Point placement records:
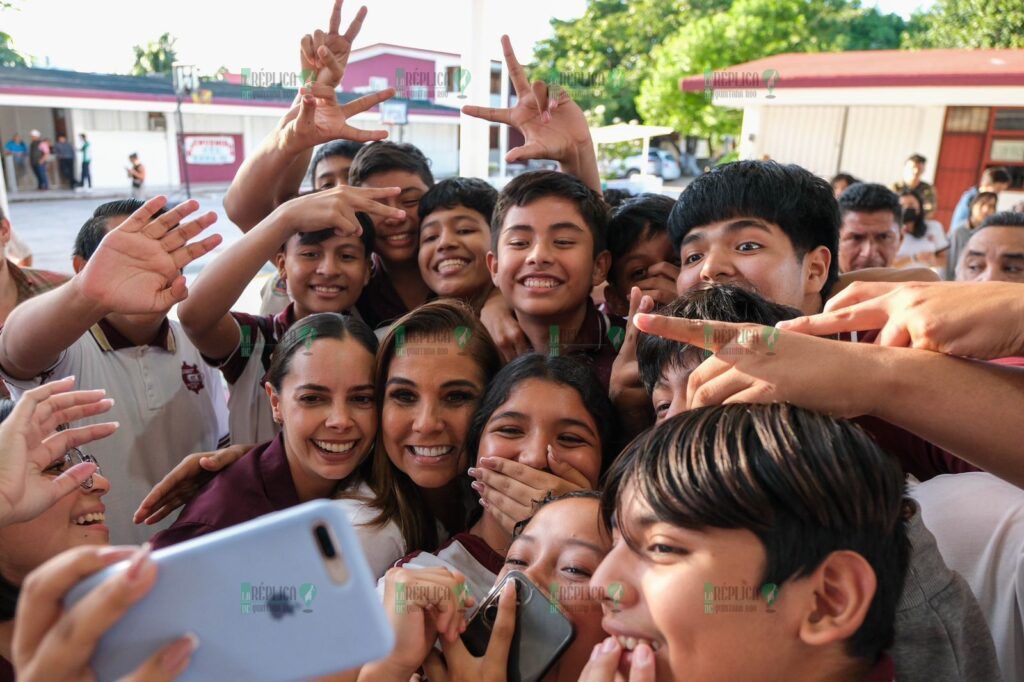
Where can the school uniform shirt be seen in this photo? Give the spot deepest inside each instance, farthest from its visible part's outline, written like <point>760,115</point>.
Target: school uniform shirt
<point>597,343</point>
<point>978,523</point>
<point>260,482</point>
<point>168,401</point>
<point>463,552</point>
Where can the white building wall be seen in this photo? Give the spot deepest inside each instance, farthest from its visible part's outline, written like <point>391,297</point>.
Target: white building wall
<point>808,136</point>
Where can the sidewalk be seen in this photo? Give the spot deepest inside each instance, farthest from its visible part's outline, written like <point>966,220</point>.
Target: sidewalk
<point>107,194</point>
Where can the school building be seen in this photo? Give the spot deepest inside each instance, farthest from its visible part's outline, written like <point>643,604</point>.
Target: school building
<point>864,113</point>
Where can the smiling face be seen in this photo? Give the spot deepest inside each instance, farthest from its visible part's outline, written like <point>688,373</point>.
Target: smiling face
<point>432,389</point>
<point>868,240</point>
<point>397,239</point>
<point>454,244</point>
<point>540,414</point>
<point>663,585</point>
<point>74,520</point>
<point>757,256</point>
<point>993,254</point>
<point>545,264</point>
<point>324,278</point>
<point>328,411</point>
<point>558,551</point>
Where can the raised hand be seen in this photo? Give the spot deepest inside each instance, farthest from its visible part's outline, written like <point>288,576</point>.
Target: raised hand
<point>30,443</point>
<point>552,124</point>
<point>137,267</point>
<point>316,69</point>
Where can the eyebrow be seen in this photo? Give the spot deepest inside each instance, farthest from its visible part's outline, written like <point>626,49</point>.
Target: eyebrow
<point>570,541</point>
<point>734,226</point>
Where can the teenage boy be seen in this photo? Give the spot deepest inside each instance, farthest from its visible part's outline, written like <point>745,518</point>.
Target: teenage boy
<point>455,238</point>
<point>548,252</point>
<point>994,252</point>
<point>109,328</point>
<point>322,250</point>
<point>871,229</point>
<point>329,168</point>
<point>993,179</point>
<point>770,525</point>
<point>641,252</point>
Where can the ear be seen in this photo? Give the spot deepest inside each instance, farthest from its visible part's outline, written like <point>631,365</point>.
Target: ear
<point>842,590</point>
<point>617,304</point>
<point>816,264</point>
<point>77,262</point>
<point>274,402</point>
<point>493,266</point>
<point>601,265</point>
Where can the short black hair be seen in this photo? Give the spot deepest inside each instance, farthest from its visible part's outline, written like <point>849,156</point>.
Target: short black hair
<point>529,186</point>
<point>868,198</point>
<point>385,156</point>
<point>311,239</point>
<point>1004,219</point>
<point>560,370</point>
<point>995,174</point>
<point>636,219</point>
<point>94,228</point>
<point>336,147</point>
<point>615,198</point>
<point>472,193</point>
<point>728,303</point>
<point>806,484</point>
<point>802,204</point>
<point>845,177</point>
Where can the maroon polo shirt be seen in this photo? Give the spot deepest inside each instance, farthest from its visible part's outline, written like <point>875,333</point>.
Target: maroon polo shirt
<point>258,483</point>
<point>597,343</point>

● Problem to work on:
Revise all of the rows above by changing "photo" to "image" wherever it appears, with everything else left as it is. Omit the pictures from your version.

● Output of the task:
Where can the school uniform shirt be seen in this image? Give the spot deepest inside each instance, farthest from its visible part's outline, written like <point>760,115</point>.
Target: school uniform shirt
<point>597,343</point>
<point>978,523</point>
<point>260,482</point>
<point>168,401</point>
<point>463,552</point>
Where can the white building wall be seen in this image? Give the spot deepest inside each instance, farthest from its visible part's outline, written like <point>391,297</point>.
Target: white building wall
<point>808,136</point>
Where can the sidewalk be seen in this image? Give the spot deepest inside each instance, farthest from its visible part's outline, written like <point>966,220</point>.
Target: sidewalk
<point>107,194</point>
Where can the school building be seen in this image? Give the spot deepest inside each instance, farthest from its visible part's outline, written like <point>643,604</point>.
Target: school building
<point>864,113</point>
Where can the smiling face be seen in this image? Give the spot deepest inside each instance, farthest from its visible part's outline, written like <point>688,373</point>.
Target: smiling face
<point>432,389</point>
<point>868,240</point>
<point>397,239</point>
<point>454,244</point>
<point>540,414</point>
<point>663,585</point>
<point>74,520</point>
<point>757,256</point>
<point>993,254</point>
<point>545,264</point>
<point>324,278</point>
<point>328,411</point>
<point>558,551</point>
Where can the raised hand be seen in this image? Give the spot deepest inside each instance, farthest from its visible part's outline, written like <point>288,576</point>.
Target: raised hand
<point>30,443</point>
<point>552,124</point>
<point>137,267</point>
<point>316,69</point>
Where can the eyebrow be seen in this image? Give the spot deepest inside each instance, farthest from its visible part's outline, written like <point>626,49</point>.
Target: eyebrow
<point>570,541</point>
<point>734,226</point>
Where can the teenage boy be seen in this image? Give the spot deepest inside each instance, farthest from its visible part's outline, written like <point>745,518</point>.
Target: teenage boy
<point>455,238</point>
<point>548,252</point>
<point>994,252</point>
<point>109,328</point>
<point>322,250</point>
<point>871,229</point>
<point>329,168</point>
<point>993,179</point>
<point>770,525</point>
<point>641,252</point>
Where can the ear be seen in this image? Give the spot deepest inside each instance, farthest from its visible part's outline, written like <point>631,365</point>.
Target: ear
<point>842,590</point>
<point>617,304</point>
<point>816,264</point>
<point>77,262</point>
<point>274,402</point>
<point>493,266</point>
<point>601,265</point>
Where can the short black hair be seen in this image? Give the spot deepest inside each instance, farthest from its visible part's outline, written like <point>849,156</point>.
Target: short black hair
<point>529,186</point>
<point>868,198</point>
<point>385,156</point>
<point>311,239</point>
<point>1004,219</point>
<point>560,370</point>
<point>995,174</point>
<point>636,219</point>
<point>94,228</point>
<point>336,147</point>
<point>615,198</point>
<point>472,193</point>
<point>728,303</point>
<point>806,484</point>
<point>802,204</point>
<point>845,177</point>
Where can the maroon polo shirt be seen in this image? Give the spot deepest inside each instance, farthest from its visible part's outline, written like <point>875,333</point>.
Target: maroon polo shirt
<point>258,483</point>
<point>597,343</point>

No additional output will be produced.